Word for word, print out all of the data, omitting every image.

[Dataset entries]
★ ★ ★ ★ ★ ★ ★
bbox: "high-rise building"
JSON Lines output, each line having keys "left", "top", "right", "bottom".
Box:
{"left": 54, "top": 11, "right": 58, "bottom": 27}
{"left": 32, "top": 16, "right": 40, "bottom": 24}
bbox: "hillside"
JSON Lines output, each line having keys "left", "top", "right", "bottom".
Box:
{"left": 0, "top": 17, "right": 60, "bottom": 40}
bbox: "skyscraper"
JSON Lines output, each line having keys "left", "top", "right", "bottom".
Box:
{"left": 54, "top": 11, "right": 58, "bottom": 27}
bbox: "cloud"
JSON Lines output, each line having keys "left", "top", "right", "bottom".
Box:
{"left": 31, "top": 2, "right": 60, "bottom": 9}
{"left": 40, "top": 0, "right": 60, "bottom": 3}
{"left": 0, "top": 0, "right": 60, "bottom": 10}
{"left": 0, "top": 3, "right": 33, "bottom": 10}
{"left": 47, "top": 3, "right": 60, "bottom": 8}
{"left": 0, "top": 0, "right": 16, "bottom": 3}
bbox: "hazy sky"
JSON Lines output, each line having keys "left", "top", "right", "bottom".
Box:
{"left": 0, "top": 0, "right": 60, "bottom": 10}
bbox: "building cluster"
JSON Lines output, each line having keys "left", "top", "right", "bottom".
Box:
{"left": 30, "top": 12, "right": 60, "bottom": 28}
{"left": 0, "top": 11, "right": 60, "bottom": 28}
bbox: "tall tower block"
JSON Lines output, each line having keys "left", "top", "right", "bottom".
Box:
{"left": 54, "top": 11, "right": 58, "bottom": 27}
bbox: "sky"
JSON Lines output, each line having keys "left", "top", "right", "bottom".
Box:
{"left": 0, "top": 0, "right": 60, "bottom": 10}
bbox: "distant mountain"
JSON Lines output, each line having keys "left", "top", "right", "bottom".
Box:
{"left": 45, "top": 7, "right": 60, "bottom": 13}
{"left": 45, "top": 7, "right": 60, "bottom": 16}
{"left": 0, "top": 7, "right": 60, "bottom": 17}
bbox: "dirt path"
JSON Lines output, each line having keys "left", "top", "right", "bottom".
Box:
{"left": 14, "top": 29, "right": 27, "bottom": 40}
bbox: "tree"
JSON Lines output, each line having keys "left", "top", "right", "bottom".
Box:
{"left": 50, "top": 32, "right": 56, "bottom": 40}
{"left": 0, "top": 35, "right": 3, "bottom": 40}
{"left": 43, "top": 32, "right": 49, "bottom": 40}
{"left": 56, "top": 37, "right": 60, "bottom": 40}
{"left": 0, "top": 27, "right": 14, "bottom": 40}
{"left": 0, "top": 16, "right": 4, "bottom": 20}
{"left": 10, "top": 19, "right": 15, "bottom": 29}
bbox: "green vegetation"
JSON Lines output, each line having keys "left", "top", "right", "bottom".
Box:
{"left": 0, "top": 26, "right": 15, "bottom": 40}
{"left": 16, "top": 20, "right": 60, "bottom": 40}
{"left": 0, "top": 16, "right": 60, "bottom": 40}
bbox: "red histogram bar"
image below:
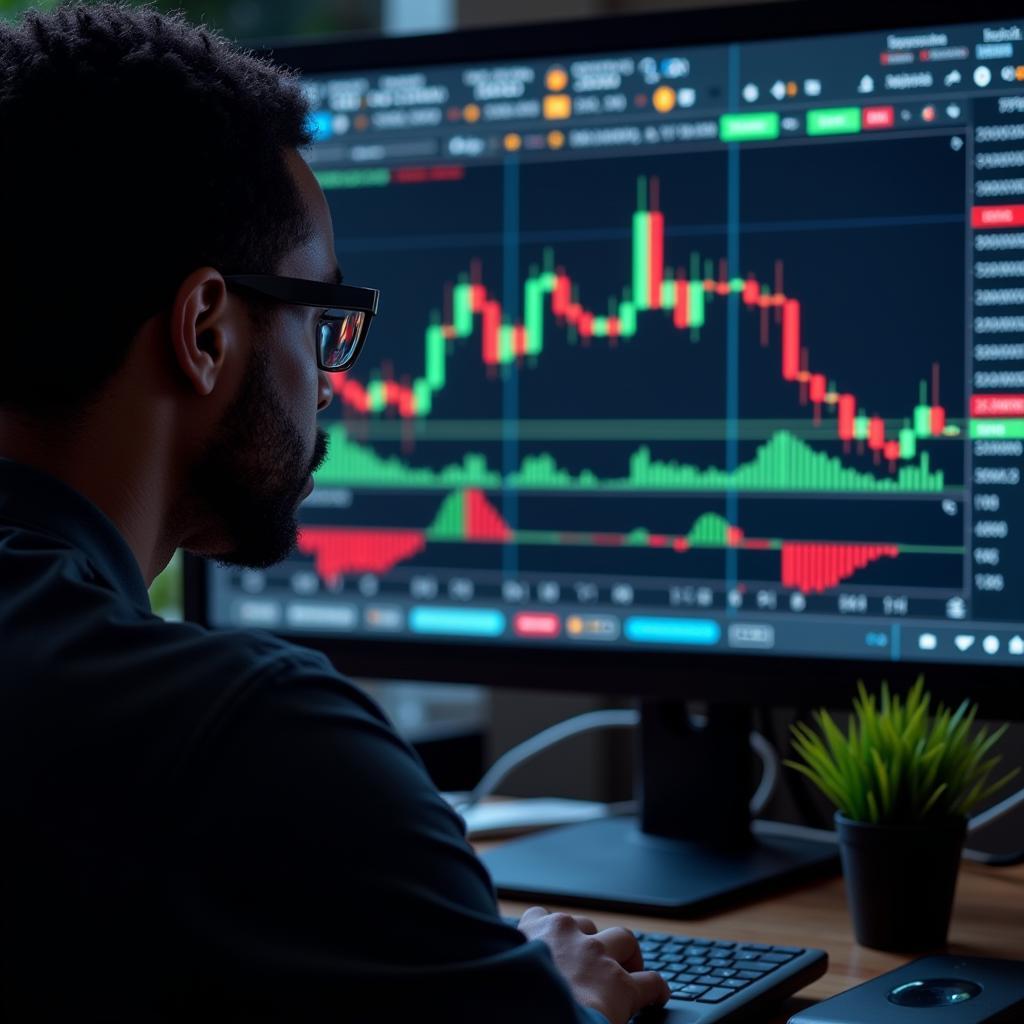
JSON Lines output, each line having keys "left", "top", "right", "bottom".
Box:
{"left": 297, "top": 527, "right": 426, "bottom": 583}
{"left": 971, "top": 393, "right": 1024, "bottom": 417}
{"left": 972, "top": 205, "right": 1024, "bottom": 229}
{"left": 465, "top": 488, "right": 512, "bottom": 541}
{"left": 781, "top": 542, "right": 899, "bottom": 594}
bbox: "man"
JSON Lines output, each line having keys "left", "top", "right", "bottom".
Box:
{"left": 0, "top": 5, "right": 669, "bottom": 1021}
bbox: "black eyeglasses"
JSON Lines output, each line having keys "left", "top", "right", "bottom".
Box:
{"left": 224, "top": 273, "right": 380, "bottom": 372}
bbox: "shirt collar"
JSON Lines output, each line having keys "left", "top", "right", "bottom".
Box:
{"left": 0, "top": 458, "right": 151, "bottom": 611}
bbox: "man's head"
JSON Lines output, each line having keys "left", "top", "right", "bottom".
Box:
{"left": 0, "top": 3, "right": 338, "bottom": 572}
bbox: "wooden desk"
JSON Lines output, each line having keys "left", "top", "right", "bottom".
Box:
{"left": 480, "top": 839, "right": 1024, "bottom": 1021}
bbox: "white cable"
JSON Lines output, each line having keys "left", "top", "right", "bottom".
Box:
{"left": 456, "top": 708, "right": 780, "bottom": 816}
{"left": 755, "top": 785, "right": 1024, "bottom": 865}
{"left": 749, "top": 730, "right": 780, "bottom": 817}
{"left": 455, "top": 709, "right": 640, "bottom": 813}
{"left": 966, "top": 784, "right": 1024, "bottom": 834}
{"left": 751, "top": 819, "right": 838, "bottom": 845}
{"left": 457, "top": 705, "right": 1021, "bottom": 860}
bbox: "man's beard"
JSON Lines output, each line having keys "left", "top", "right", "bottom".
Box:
{"left": 190, "top": 349, "right": 329, "bottom": 570}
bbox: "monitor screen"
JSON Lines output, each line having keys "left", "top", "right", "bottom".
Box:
{"left": 201, "top": 7, "right": 1024, "bottom": 671}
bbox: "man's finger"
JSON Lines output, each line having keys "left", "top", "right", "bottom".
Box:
{"left": 573, "top": 916, "right": 598, "bottom": 934}
{"left": 594, "top": 926, "right": 640, "bottom": 967}
{"left": 517, "top": 906, "right": 549, "bottom": 924}
{"left": 630, "top": 970, "right": 672, "bottom": 1013}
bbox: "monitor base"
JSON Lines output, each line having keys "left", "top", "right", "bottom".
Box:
{"left": 482, "top": 816, "right": 838, "bottom": 917}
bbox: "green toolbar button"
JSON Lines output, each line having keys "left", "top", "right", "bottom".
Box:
{"left": 807, "top": 107, "right": 862, "bottom": 136}
{"left": 720, "top": 112, "right": 780, "bottom": 142}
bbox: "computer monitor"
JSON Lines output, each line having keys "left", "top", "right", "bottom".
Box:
{"left": 185, "top": 0, "right": 1024, "bottom": 913}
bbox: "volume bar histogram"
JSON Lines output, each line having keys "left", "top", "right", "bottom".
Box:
{"left": 297, "top": 491, "right": 931, "bottom": 594}
{"left": 317, "top": 424, "right": 946, "bottom": 493}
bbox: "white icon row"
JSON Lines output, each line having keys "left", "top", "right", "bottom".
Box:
{"left": 919, "top": 632, "right": 1024, "bottom": 655}
{"left": 743, "top": 67, "right": 995, "bottom": 102}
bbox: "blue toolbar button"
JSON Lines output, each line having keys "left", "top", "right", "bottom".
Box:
{"left": 410, "top": 607, "right": 506, "bottom": 637}
{"left": 625, "top": 617, "right": 721, "bottom": 645}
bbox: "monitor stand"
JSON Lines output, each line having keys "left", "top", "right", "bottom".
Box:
{"left": 480, "top": 700, "right": 838, "bottom": 917}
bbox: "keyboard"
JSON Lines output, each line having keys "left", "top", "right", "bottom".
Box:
{"left": 505, "top": 917, "right": 827, "bottom": 1022}
{"left": 630, "top": 928, "right": 827, "bottom": 1021}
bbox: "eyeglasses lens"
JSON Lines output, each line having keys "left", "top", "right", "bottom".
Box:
{"left": 319, "top": 310, "right": 365, "bottom": 370}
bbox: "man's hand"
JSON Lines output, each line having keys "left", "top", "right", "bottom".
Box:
{"left": 516, "top": 906, "right": 670, "bottom": 1024}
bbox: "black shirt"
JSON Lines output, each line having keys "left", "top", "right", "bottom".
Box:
{"left": 0, "top": 458, "right": 605, "bottom": 1023}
★ ★ ★ ★ ★ ★ ★
Result of the exercise —
bbox: "high-rise building"
JSON Lines output, each line having keys "left", "top", "right", "bottom".
Box:
{"left": 54, "top": 11, "right": 58, "bottom": 27}
{"left": 32, "top": 16, "right": 40, "bottom": 24}
bbox: "hillside"
JSON Lines output, each line having keys "left", "top", "right", "bottom".
Box:
{"left": 0, "top": 17, "right": 60, "bottom": 40}
bbox: "skyscraper"
JSON Lines output, each line having keys "left", "top", "right", "bottom".
Box:
{"left": 54, "top": 11, "right": 58, "bottom": 27}
bbox: "cloud"
JSON Lines output, each line having keys "left", "top", "right", "bottom".
Box:
{"left": 31, "top": 2, "right": 60, "bottom": 9}
{"left": 40, "top": 0, "right": 60, "bottom": 3}
{"left": 0, "top": 0, "right": 60, "bottom": 10}
{"left": 0, "top": 3, "right": 33, "bottom": 10}
{"left": 47, "top": 3, "right": 60, "bottom": 8}
{"left": 0, "top": 0, "right": 16, "bottom": 3}
bbox: "hazy sky"
JSON Lines output, each line having keys "left", "top", "right", "bottom".
Box:
{"left": 0, "top": 0, "right": 60, "bottom": 10}
bbox: "building cluster"
JSON Lines output, each line having keys "left", "top", "right", "bottom".
Box:
{"left": 30, "top": 12, "right": 60, "bottom": 28}
{"left": 0, "top": 11, "right": 60, "bottom": 28}
bbox: "tall tower block"
JSON Lines output, each line having keys "left", "top", "right", "bottom".
Box:
{"left": 54, "top": 11, "right": 58, "bottom": 27}
bbox: "sky"
JSON Lines output, each line having keys "left", "top", "right", "bottom".
Box:
{"left": 0, "top": 0, "right": 60, "bottom": 10}
bbox: "distant mountain"
JSON Lines output, each line having keys "left", "top", "right", "bottom".
Box:
{"left": 45, "top": 7, "right": 60, "bottom": 13}
{"left": 45, "top": 7, "right": 60, "bottom": 16}
{"left": 0, "top": 7, "right": 60, "bottom": 17}
bbox: "dirt path"
JSON Lines output, each line having keys "left", "top", "right", "bottom".
Box:
{"left": 14, "top": 29, "right": 27, "bottom": 40}
bbox: "tree"
JSON Lines output, each line having keys "left", "top", "right", "bottom".
Box:
{"left": 50, "top": 32, "right": 56, "bottom": 40}
{"left": 0, "top": 35, "right": 3, "bottom": 40}
{"left": 43, "top": 32, "right": 49, "bottom": 40}
{"left": 56, "top": 37, "right": 60, "bottom": 40}
{"left": 0, "top": 27, "right": 14, "bottom": 40}
{"left": 0, "top": 16, "right": 4, "bottom": 20}
{"left": 10, "top": 19, "right": 15, "bottom": 29}
bbox: "green vegetation"
JSON Lines output, each line having keys "left", "top", "right", "bottom".
Box:
{"left": 0, "top": 26, "right": 15, "bottom": 40}
{"left": 16, "top": 20, "right": 60, "bottom": 40}
{"left": 0, "top": 16, "right": 60, "bottom": 40}
bbox: "red histogram bar"
image below:
JSON Lines output, each line having keys "left", "top", "right", "bottom".
Box:
{"left": 297, "top": 527, "right": 426, "bottom": 583}
{"left": 971, "top": 393, "right": 1024, "bottom": 417}
{"left": 972, "top": 205, "right": 1024, "bottom": 229}
{"left": 465, "top": 488, "right": 512, "bottom": 541}
{"left": 781, "top": 542, "right": 899, "bottom": 594}
bbox: "man"
JSON Lines output, each line having keys "left", "top", "right", "bottom".
Box:
{"left": 0, "top": 5, "right": 669, "bottom": 1021}
bbox: "black eyeglasses"
JSON Lines output, each line having keys "left", "top", "right", "bottom".
Box:
{"left": 224, "top": 273, "right": 380, "bottom": 372}
bbox: "shirt collar"
JSON Lines output, each line having keys "left", "top", "right", "bottom".
Box:
{"left": 0, "top": 458, "right": 151, "bottom": 611}
bbox: "man's head"
JSON Lines output, each line having keys "left", "top", "right", "bottom".
Box:
{"left": 0, "top": 3, "right": 338, "bottom": 572}
bbox: "wooden desk"
JSON Lines output, each line having keys "left", "top", "right", "bottom".
Box:
{"left": 480, "top": 839, "right": 1024, "bottom": 1021}
bbox: "white cable"
JSON Lines output, each line having keys "left", "top", "right", "bottom".
Box:
{"left": 456, "top": 708, "right": 780, "bottom": 816}
{"left": 755, "top": 785, "right": 1024, "bottom": 865}
{"left": 749, "top": 730, "right": 780, "bottom": 817}
{"left": 455, "top": 709, "right": 640, "bottom": 813}
{"left": 966, "top": 784, "right": 1024, "bottom": 834}
{"left": 751, "top": 819, "right": 838, "bottom": 845}
{"left": 457, "top": 705, "right": 1021, "bottom": 860}
bbox: "man's beard"
JSON Lines output, each line having keys "left", "top", "right", "bottom".
Box:
{"left": 190, "top": 349, "right": 329, "bottom": 570}
bbox: "monitor screen"
JSON Lines output, each line having keys "left", "top", "right", "bottom".
Box:
{"left": 201, "top": 7, "right": 1024, "bottom": 671}
bbox: "man's finger"
JSON Lines output, each line having keys "left", "top", "right", "bottom".
Box:
{"left": 573, "top": 916, "right": 598, "bottom": 934}
{"left": 594, "top": 926, "right": 640, "bottom": 967}
{"left": 517, "top": 906, "right": 549, "bottom": 924}
{"left": 630, "top": 970, "right": 672, "bottom": 1013}
bbox: "monitor base"
JSON Lines output, each line having keys "left", "top", "right", "bottom".
Box:
{"left": 482, "top": 816, "right": 838, "bottom": 917}
bbox: "green toolbar button"
JSON Lines output, each line having keys "left", "top", "right", "bottom".
Box:
{"left": 807, "top": 107, "right": 862, "bottom": 136}
{"left": 720, "top": 112, "right": 780, "bottom": 142}
bbox: "computer monitor"
JSON Lines output, each line having keys "left", "top", "right", "bottom".
Box:
{"left": 185, "top": 0, "right": 1024, "bottom": 913}
bbox: "volume bar histogram"
JSON Lines output, each line having keys "left", "top", "right", "bottom".
Box:
{"left": 297, "top": 491, "right": 931, "bottom": 594}
{"left": 317, "top": 424, "right": 946, "bottom": 493}
bbox: "white icon row"
JSON Lines output, each line having keys "left", "top", "right", "bottom".
Box:
{"left": 919, "top": 632, "right": 1024, "bottom": 655}
{"left": 743, "top": 67, "right": 995, "bottom": 102}
bbox: "blue toolbar button"
JSON Lines output, each line having keys "left", "top", "right", "bottom".
Box:
{"left": 410, "top": 607, "right": 506, "bottom": 637}
{"left": 625, "top": 617, "right": 721, "bottom": 645}
bbox: "monitor stand"
JSON Lines output, each line having keys "left", "top", "right", "bottom".
Box:
{"left": 480, "top": 700, "right": 838, "bottom": 917}
bbox: "keyboard"
JSON Lines output, each line having keys "left", "top", "right", "bottom".
Box:
{"left": 505, "top": 917, "right": 827, "bottom": 1022}
{"left": 630, "top": 928, "right": 827, "bottom": 1021}
bbox: "eyeglasses lens"
JSON Lines output, each line having keys "left", "top", "right", "bottom".
Box:
{"left": 319, "top": 310, "right": 365, "bottom": 370}
bbox: "man's hand"
JSON Lines output, each line having keys "left", "top", "right", "bottom".
Box:
{"left": 516, "top": 906, "right": 670, "bottom": 1024}
bbox: "black shirt"
JSON Lines output, each line having keys "left", "top", "right", "bottom".
Box:
{"left": 0, "top": 458, "right": 605, "bottom": 1023}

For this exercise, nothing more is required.